▶ **What you need to do**: Copy out every line of the items below that contains the word "pink". Case counts, so match only that exact capitalization.

▶ **Entries provided**:

——

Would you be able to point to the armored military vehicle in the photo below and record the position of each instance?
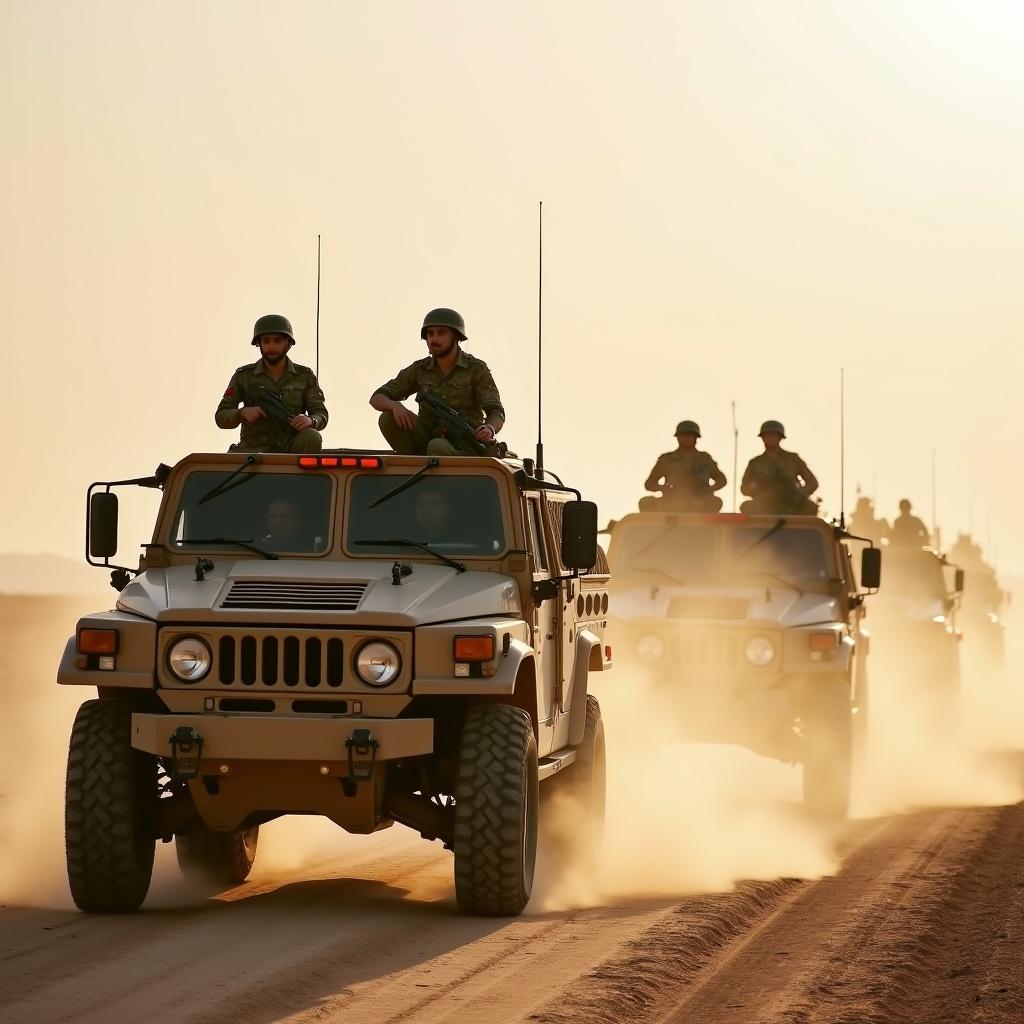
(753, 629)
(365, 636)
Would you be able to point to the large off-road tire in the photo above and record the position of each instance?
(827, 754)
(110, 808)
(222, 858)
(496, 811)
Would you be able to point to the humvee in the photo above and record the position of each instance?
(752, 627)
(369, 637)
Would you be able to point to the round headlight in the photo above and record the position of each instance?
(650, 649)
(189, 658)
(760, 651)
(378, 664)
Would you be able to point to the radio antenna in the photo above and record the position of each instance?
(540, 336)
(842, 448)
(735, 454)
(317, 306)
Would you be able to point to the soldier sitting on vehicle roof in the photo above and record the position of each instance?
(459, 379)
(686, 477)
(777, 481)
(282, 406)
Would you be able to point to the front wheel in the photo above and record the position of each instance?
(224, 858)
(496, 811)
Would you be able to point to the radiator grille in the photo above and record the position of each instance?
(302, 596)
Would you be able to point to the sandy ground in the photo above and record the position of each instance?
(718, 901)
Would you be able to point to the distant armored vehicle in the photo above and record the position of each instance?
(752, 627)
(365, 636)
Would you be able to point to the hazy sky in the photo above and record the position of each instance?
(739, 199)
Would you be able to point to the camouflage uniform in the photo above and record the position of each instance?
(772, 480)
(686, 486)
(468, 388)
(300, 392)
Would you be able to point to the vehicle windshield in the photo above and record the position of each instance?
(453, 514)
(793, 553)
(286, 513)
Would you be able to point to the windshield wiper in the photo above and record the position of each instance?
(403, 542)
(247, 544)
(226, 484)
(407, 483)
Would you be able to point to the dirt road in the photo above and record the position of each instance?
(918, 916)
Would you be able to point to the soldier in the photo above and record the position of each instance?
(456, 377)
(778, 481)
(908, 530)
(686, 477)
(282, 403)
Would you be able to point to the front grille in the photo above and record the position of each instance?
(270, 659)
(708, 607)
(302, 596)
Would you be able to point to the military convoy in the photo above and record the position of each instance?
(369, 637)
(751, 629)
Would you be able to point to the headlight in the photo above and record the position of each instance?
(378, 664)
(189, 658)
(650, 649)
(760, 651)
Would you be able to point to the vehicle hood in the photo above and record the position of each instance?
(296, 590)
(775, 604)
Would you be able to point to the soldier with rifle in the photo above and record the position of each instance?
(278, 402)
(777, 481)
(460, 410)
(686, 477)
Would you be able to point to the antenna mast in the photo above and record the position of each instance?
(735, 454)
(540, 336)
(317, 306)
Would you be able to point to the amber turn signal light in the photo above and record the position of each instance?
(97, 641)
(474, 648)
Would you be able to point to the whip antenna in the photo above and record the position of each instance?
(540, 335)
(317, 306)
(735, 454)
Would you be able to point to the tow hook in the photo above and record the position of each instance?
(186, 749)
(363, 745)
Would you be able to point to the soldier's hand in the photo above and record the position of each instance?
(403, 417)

——

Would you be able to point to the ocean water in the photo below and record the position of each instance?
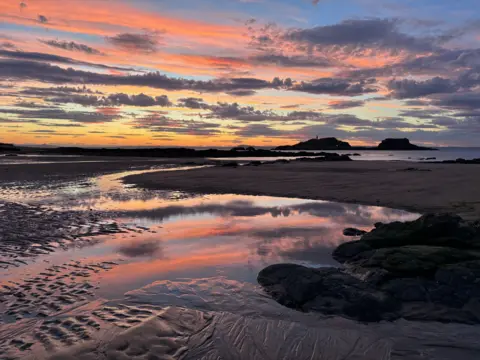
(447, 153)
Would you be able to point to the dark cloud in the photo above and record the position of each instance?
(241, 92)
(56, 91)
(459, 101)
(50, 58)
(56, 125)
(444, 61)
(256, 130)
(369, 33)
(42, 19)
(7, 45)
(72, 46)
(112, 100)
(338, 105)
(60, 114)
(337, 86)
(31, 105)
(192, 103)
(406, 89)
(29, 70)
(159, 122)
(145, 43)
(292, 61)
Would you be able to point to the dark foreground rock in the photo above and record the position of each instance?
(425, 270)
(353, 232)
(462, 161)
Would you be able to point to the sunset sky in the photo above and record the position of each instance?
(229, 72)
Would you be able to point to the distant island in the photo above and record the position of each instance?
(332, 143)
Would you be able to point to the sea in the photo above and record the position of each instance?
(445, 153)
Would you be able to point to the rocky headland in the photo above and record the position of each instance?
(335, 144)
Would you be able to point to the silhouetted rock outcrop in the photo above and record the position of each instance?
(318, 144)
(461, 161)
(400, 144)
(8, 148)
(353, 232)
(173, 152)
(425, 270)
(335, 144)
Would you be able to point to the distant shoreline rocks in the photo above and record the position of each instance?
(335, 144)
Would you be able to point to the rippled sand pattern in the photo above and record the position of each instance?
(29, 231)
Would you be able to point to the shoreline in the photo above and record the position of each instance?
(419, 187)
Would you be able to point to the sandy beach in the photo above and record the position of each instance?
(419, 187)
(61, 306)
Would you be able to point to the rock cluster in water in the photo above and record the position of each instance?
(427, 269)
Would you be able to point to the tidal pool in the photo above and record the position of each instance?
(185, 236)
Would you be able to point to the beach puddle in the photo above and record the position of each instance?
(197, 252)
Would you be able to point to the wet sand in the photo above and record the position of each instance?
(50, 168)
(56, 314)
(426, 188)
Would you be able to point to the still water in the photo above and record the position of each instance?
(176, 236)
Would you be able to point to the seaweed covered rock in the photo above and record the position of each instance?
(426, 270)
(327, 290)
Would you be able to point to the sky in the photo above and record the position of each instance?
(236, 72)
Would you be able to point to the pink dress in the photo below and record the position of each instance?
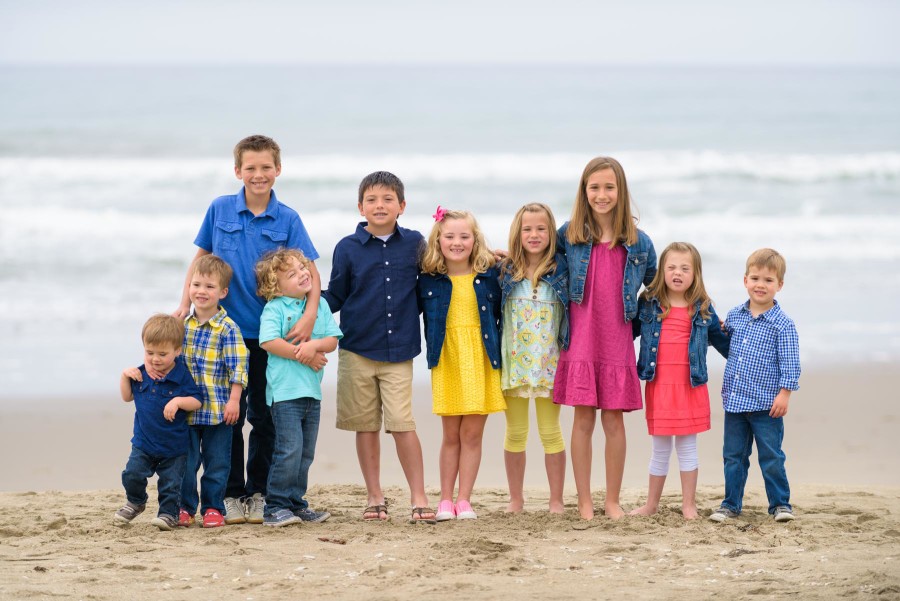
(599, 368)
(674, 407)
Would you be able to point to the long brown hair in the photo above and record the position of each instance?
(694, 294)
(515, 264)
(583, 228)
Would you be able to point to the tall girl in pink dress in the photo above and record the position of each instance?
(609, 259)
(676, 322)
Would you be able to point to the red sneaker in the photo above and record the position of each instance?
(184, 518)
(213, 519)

——

▶ **Output for this task**:
Would you be able to point to the pink dress in the photo below and record the position of each instance?
Would you be able to point to the tall girl in pink dress in the photo above and record the position of each instance?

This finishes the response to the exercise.